Emanuel Gobay menyebutkan bahwa banyak kebijakan atau kesepakatan yang dibuat oleh pemerintah, tanpa melibatkan warga asli Papua. Sehingga hal tersebut secara tidak langsung merupakan wujud dari diskriminasi orang Papua. “Contohnya pada tanda tangan PT Freeport pada tahun 1967, perjanjian atau perizinan dan tanda tangan kontrak saat itu tidak melibatkan warga asli Papua,” ujar Emanuel Gobay.
Dirinya pun menyebutkan bahwa banyak proyek tambang, seperti tambang minyak pada era tahun 1970an, yang mengorbankan serta merampas tanah-tanah warga adat Papua, sehingga hal-hal tersebut menurutnya merupakan wujud perampasan hak-hak warga asli Papua.
Di samping itu Emanuel Gobay juga menyinggung terkait video kejadian terkini, yang melibatkan seorang warga difabel Merauke, Papua. yang menjadi korban kekerasan oleh dua orang personel TNI AU pada 26 Juli 2021.
“Petugas TNI AU tersebut telah melanggar UU Nomor 40 Tahun 2008 yang membahas terkait perlindungan warga negara dari segala bentuk tindakan diskriminasi ras dan etnis,” ujarnya.

§

Soal Tertulis 1>
Jawablah pertanyaan berikut berdasarkan teks tentang diskriminasi terhadap warga asli Papua.
(a) Pada tahun berapa tanda tangan PT Freeport yang dicontohkan Emanuel Gobay terjadi?
(b) Proyek tambang apa pada era tahun 1970an yang disebut merampas tanah warga adat Papua?
(c) Pada tanggal berapa warga difabel Merauke menjadi korban kekerasan oleh dua personel TNI AU?
Soal Tertulis 2>
Lanjutkan teks tentang diskriminasi terhadap warga asli Papua, dimulai setelah kalimat terakhirnya.

§

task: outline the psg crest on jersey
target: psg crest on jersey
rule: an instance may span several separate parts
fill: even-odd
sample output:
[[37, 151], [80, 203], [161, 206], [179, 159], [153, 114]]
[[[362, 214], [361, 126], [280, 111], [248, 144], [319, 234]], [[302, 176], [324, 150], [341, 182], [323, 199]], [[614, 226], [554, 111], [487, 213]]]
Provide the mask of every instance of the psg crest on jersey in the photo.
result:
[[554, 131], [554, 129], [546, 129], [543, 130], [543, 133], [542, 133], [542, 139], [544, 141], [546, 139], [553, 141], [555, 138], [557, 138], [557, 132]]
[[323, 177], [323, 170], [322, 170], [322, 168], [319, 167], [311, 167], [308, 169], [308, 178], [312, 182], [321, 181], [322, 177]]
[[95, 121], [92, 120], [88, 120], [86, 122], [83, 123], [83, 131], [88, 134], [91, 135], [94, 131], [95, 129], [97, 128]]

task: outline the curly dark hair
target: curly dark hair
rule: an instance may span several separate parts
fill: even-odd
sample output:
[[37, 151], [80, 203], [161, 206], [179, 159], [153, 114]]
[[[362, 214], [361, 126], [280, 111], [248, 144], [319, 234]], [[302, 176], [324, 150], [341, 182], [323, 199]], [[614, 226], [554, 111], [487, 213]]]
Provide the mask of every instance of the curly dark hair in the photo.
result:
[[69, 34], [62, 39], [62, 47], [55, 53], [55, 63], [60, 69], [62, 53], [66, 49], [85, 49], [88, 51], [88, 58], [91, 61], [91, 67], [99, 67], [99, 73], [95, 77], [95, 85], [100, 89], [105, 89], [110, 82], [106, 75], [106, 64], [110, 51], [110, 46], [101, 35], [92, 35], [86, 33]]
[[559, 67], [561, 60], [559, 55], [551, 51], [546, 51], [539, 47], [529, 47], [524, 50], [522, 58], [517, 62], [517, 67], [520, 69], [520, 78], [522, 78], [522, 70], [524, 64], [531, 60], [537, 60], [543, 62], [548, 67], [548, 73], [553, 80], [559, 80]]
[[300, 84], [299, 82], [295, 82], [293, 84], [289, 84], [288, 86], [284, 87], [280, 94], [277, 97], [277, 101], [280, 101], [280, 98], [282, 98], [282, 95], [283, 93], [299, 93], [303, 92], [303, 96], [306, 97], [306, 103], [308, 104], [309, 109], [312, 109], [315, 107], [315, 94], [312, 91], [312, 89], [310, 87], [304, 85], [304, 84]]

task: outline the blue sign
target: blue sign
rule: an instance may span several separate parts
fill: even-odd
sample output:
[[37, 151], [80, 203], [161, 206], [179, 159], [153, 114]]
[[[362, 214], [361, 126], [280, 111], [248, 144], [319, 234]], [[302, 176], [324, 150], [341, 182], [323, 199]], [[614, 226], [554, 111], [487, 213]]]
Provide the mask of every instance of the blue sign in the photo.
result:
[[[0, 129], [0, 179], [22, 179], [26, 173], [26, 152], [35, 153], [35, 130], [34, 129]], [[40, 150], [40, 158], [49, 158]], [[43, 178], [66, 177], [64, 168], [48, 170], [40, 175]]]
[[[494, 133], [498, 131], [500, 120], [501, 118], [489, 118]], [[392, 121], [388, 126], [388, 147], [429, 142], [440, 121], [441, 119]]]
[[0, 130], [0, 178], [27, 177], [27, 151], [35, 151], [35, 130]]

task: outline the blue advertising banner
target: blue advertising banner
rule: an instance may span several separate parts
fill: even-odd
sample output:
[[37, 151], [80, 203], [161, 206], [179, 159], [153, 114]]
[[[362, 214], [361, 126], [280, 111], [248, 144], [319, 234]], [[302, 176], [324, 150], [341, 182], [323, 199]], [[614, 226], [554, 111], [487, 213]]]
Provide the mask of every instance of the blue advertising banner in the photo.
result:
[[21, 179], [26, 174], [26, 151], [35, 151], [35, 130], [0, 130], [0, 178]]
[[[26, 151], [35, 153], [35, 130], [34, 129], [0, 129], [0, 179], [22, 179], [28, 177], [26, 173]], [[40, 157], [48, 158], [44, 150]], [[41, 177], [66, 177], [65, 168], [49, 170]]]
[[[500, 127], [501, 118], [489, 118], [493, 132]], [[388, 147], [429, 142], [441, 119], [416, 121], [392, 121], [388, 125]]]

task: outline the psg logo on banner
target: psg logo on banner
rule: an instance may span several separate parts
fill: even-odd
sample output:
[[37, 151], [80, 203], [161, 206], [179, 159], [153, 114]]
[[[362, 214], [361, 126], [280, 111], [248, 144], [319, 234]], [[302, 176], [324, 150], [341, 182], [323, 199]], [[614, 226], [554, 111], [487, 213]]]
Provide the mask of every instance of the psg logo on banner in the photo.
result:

§

Jawaban 1>
(a) 1967
(b) Tambang minyak
(c) 26 Juli 2021

Jawaban 2>
Emanuel Gobay pun berharap, agar pemerintah merespons tindakan tersebut, dan memproses pelaku kekerasan sesuai hukum yang berlaku, demi terwujudnya keadilan untuk semua masyarakat Indonesia.
Kemudian Natalius Pigai, menjelaskan terkait bahwa sifat rasis atau stereotype (pemikiran atau pandangan negatif). Merupakan sebuah budaya yang diimpor dari budaya asing atau budaya luar. “Sebagai masyarakat Indonesia, memiliki landasan seperti Bhinneka Tunggal Ika, dan Pancasila. Sebaiknya hal tersebutlah yang digunakan sebagai pemersatu bangsa, mewujudkan keadilan, dan saling menghormati satu sama lain,” ujarnya.
Lebih lanjut Natalius Pigai menyebutkan bahwa Indonesia yang memiliki masyarakat pluralisme (beragam), sungguh tidak elok, apabila saling menyinggung terkait ras, suku maupun agama. “Saling menghargai dan saling menghormati, adalah kunci yang menjauhkan dari sikap rasisme tersebut,” tegas aktivis HAM ini.
Dalam kesempatannya, Haris Azhar pun menjelaskan terkait tugas negara yang harus menjamin terwujudnya HAM bagi seluruh masyarakatnya. Dirinya pun menyebutkan, bahwa penegakan HAM harus secara merata, dan menyeluruh dari Sabang hingga Merauke. “Dalam undang-undang pasal 27 hingga pasal 34 UUD 1945, sudah sangat jelas bagaimana HAM tersebut diatur oleh negara,” ungkap Direktur Eksekutif Lokataru ini.
Haris Azhar menambahkan dalam mewujudkan hal tersebut, tentunya partisipasi seluruh lapisan masyarakat sangat dibutuhkan. “Contohnya dalam membuat sebuah aturan atau kebijakan, pemerintah harus lebih memperhatikan aspek HAM yang terkandung di dalamnya,” terangnya.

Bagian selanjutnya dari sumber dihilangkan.